Was scientist who returned to Tehran an Iranian government plant?
WASHINGTON – United States officials are explaining Iranian scientist Shahram Amiri’s return to Iran as the result of a defector having a change of heart because of his concern about Iranian government threats to his family. Iran and Amiri himself have insisted that it is a simple case of a victim of abduction escaping his captors.
But several features of the story of Amiri’s defection suggest that Amiri may have been acting on Iranian government orders to defect temporarily in order to embarrass the US government.
Amiri resurfaced only last month after having disappeared from Saudi Arabia during a pilgrimage in June 2009. He made two seemingly contradictory videos that appeared within hours of one another, the first charging that the US had kidnapped him and taken him to the US against his will, the second saying he was living in the US freely to continue his education.
That mystery remained unresolved when Amiri turned up at the Pakistani Embassy in New York on Monday evening and said he wanted to return to Iran, which he did on Thursday.
One indication that intelligence officials are now considering the real possibility that Amiri’s defection was not genuine is that questions are being raised about how the contact was made with Amiri in the first place.

*****

TASK REQUIREMENTS: Update the article about Shahram Amiri's return by writing it out again from the words "WASHINGTON – United" through the words "the US government.", with "abduction" changed to "kidnapping". The data here has no connection to the article about Shahram Amiri.

GIVEN DATA:
*****

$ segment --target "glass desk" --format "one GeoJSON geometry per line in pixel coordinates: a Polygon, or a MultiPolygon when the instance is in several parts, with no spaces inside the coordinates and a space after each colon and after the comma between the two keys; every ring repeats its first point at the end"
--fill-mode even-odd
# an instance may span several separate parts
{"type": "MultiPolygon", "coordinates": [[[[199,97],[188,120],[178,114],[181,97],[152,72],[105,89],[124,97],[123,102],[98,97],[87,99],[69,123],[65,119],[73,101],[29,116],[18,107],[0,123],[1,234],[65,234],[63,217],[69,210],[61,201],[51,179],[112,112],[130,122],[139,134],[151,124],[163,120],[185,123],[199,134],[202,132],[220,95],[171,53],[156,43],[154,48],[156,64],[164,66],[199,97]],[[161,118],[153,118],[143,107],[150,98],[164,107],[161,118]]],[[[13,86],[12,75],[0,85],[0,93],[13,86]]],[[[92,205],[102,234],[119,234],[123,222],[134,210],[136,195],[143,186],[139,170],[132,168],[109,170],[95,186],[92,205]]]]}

*****

SOLUTION BELOW:
WASHINGTON – United States officials are explaining Iranian scientist Shahram Amiri’s return to Iran as the result of a defector having a change of heart because of his concern about Iranian government threats to his family. Iran and Amiri himself have insisted that it is a simple case of a victim of kidnapping escaping his captors.
But several features of the story of Amiri’s defection suggest that Amiri may have been acting on Iranian government orders to defect temporarily in order to embarrass the US government.